§ Your objective
Extract every line of the records below that contains the string "wall", copying each one unchanged.

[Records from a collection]
********

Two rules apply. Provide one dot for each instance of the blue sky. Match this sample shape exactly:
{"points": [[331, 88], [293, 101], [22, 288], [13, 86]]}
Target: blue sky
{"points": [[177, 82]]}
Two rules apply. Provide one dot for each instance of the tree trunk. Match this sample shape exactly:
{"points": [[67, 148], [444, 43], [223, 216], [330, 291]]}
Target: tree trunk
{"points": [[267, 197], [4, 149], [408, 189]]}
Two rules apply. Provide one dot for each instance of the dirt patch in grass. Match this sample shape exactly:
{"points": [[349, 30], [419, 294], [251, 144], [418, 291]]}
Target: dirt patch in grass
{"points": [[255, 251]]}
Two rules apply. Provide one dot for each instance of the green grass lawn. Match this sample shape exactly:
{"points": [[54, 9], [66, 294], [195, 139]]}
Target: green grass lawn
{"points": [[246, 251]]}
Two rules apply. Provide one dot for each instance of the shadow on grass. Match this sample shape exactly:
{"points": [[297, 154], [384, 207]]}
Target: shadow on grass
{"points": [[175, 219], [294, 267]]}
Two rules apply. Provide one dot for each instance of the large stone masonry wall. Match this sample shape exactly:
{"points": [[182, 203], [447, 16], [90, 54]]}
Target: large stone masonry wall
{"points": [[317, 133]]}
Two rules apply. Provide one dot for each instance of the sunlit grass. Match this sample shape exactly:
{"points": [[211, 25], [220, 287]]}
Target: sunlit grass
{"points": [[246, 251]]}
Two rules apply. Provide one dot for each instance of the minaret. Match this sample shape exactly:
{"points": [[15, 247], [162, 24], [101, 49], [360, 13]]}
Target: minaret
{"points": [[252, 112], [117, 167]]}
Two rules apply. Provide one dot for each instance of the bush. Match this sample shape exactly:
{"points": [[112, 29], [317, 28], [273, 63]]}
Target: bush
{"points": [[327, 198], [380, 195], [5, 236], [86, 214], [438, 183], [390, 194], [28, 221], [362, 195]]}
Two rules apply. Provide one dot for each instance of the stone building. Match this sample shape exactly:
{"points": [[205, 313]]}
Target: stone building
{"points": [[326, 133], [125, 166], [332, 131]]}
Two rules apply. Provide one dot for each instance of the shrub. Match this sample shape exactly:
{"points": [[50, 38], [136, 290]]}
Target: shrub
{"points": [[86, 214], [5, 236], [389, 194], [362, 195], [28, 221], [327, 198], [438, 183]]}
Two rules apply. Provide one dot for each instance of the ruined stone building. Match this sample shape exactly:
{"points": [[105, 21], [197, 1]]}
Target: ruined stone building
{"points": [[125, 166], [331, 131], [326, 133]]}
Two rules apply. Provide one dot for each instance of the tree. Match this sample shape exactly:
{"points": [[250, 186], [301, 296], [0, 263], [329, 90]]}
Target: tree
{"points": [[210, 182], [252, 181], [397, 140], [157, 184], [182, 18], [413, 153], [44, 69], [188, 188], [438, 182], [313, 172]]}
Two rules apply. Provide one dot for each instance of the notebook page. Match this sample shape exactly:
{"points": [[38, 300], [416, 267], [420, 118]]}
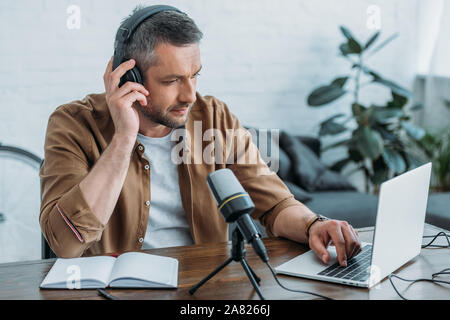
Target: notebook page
{"points": [[89, 270], [143, 266]]}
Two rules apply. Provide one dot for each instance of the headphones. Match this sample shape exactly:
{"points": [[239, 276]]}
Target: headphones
{"points": [[123, 35]]}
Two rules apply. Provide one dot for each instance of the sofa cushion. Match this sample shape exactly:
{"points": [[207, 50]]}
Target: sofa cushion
{"points": [[306, 169], [358, 209], [438, 210]]}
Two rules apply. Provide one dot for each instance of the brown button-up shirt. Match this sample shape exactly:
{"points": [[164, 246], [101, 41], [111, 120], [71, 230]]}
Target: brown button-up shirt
{"points": [[78, 133]]}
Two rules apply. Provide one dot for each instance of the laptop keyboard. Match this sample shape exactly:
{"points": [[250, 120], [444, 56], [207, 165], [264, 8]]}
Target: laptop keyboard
{"points": [[357, 267]]}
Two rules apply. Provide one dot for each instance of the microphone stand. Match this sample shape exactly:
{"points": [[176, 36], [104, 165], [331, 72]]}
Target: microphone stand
{"points": [[238, 255]]}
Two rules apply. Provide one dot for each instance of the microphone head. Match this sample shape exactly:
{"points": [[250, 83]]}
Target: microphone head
{"points": [[229, 194]]}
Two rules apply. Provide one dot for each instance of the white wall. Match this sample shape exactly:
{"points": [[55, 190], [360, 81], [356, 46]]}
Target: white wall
{"points": [[261, 57]]}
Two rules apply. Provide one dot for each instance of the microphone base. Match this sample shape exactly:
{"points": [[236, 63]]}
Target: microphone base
{"points": [[238, 255]]}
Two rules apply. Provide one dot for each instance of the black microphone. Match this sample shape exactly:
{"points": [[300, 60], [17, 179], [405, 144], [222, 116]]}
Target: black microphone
{"points": [[235, 205]]}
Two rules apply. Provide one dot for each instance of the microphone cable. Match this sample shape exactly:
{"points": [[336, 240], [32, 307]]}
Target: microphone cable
{"points": [[432, 280], [288, 289], [431, 245]]}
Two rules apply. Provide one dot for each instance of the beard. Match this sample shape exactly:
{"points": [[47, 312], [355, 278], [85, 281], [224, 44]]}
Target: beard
{"points": [[155, 114]]}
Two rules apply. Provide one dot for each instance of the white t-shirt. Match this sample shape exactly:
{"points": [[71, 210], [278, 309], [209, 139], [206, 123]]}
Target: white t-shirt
{"points": [[167, 225]]}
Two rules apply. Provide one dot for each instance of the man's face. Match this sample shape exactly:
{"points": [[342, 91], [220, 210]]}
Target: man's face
{"points": [[172, 84]]}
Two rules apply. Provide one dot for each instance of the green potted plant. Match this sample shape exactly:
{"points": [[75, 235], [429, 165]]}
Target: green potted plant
{"points": [[379, 140]]}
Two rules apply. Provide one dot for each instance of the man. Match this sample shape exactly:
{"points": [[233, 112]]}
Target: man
{"points": [[109, 179]]}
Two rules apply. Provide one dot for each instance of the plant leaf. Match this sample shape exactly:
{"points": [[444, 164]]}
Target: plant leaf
{"points": [[345, 50], [354, 46], [394, 160], [371, 40], [339, 165], [346, 142], [384, 115], [340, 82], [324, 95], [416, 107], [413, 131], [391, 85], [369, 142], [346, 32], [384, 43], [380, 172], [329, 127]]}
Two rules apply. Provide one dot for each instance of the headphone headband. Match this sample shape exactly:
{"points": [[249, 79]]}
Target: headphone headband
{"points": [[125, 32]]}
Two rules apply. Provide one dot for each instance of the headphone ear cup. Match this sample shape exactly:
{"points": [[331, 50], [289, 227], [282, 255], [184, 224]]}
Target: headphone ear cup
{"points": [[132, 75]]}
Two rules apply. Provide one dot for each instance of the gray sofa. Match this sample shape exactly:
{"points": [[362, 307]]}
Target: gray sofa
{"points": [[329, 193]]}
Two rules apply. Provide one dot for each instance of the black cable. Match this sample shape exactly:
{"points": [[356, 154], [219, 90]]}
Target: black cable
{"points": [[418, 280], [431, 245], [299, 291]]}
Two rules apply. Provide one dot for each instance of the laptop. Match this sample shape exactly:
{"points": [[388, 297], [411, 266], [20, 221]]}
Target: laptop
{"points": [[397, 238]]}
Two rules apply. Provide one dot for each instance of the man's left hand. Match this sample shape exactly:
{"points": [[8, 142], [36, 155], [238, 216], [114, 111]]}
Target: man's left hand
{"points": [[337, 233]]}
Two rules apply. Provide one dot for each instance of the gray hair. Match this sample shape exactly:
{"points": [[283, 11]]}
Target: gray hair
{"points": [[164, 27]]}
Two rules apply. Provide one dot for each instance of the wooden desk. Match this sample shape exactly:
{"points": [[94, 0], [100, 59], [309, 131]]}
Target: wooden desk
{"points": [[22, 280]]}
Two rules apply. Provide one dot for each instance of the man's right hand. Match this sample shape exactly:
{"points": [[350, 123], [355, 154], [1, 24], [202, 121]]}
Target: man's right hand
{"points": [[120, 100]]}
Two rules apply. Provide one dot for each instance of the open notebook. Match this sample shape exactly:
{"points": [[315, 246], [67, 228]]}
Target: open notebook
{"points": [[129, 270]]}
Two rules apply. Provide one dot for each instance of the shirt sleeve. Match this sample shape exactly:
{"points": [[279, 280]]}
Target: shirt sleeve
{"points": [[267, 191], [66, 220]]}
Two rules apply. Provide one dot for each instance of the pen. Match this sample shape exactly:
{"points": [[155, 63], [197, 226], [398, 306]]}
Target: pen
{"points": [[105, 294]]}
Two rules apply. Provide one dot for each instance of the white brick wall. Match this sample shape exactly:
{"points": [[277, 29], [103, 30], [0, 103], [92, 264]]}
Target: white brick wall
{"points": [[261, 57]]}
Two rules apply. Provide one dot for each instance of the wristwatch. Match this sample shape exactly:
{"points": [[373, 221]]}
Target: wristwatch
{"points": [[318, 217]]}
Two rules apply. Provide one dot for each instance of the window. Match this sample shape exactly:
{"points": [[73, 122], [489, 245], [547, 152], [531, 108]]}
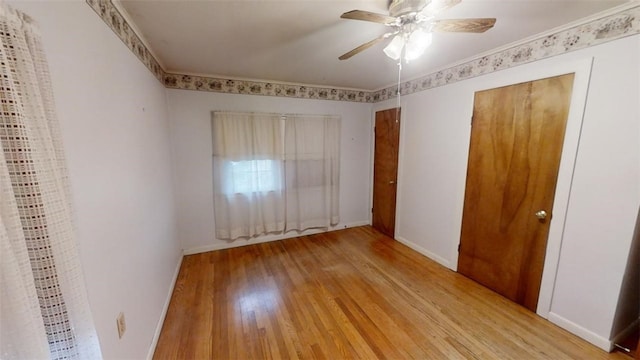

********

§ Complete answer
Two rules apply. Provide one dot for each instance of the large stone masonry wall. Match this sample shape exactly:
Target: large stone masonry wall
Two rules apply. Provide one dot for each instance of the white wall. Match this sample shape exactly:
Target: white wall
Two rules apply. Provide one dot for each instance of the white brick wall. Match this sample shape exactly:
Target: white brick wall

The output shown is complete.